+++ Excerpt to read

By Julian Singer

As discussed in theGreenbarrel article of January 14, the recent government energy white paper restates the Prime Minister’s 10-point plan of reaching an offshore wind capacity of 40GW by 2030. What is the chance of achieving this?

There are many steps in constructing an offshore wind farm. The process starts with the Crown Estate and the Crown Estate Scotland, who together manage the seabed around the UK on behalf of the Crown. The Crown owns almost all of the UK’s seabed from mean low water out to twelve nautical miles, but has rights out to 200 nautical miles or as agreed with neighbouring nations in the early sixties. These rights include the seabed surface and a short distance below it (excluding, for example, oil and gas reservoirs). Thus any wind farm operator needs to lease an area of seabed from the Estates not only for the tower, or for its anchors in the case of a floating wind farm, but also for cables and pipes.

Map showing the total area managed by the Crown Estates (within the orange line). The coloured shapes show the areas currently leased for non-wind purposes and for wind from Round 3 and earlier, excluding Scotland. From https://thecrownestate.maps.arcgis.com

One might expect the two Crown Estates to be rather fusty institutions concerned with old buildings and large farmlands, but although the revenue from offshore assets is only 14 per cent of total revenue, they take their job seriously. Either internally or through contractors they produce studies such as the suitability of the seabed for different types of installation and they control the process of auctioning and managing leases.

++++++

-- Instructions for the task --
Reproduce the offshore wind article word for word from "By Julian Singer" to "of achieving this?". The records play no part in what comes next.

+++ Data supplied

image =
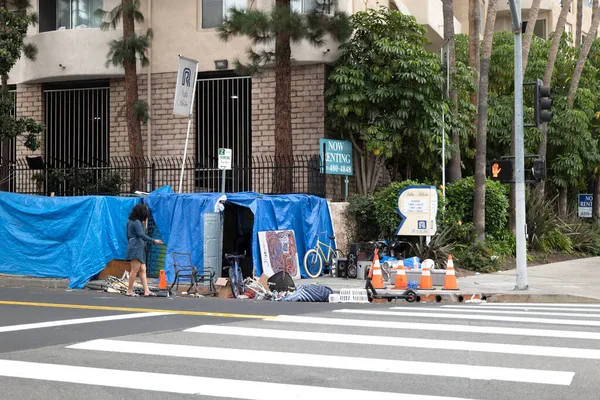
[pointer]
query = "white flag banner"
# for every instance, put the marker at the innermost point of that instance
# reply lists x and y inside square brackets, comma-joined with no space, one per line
[186,86]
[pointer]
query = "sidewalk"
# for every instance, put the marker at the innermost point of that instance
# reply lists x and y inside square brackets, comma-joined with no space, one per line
[568,281]
[16,281]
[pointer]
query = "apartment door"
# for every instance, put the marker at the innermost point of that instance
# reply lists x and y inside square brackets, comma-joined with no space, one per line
[223,119]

++++++

-- The reply --
By Julian Singer

As discussed in theGreenbarrel article of January 14, the recent government energy white paper restates the Prime Minister’s 10-point plan of reaching an offshore wind capacity of 40GW by 2030. What is the chance of achieving this?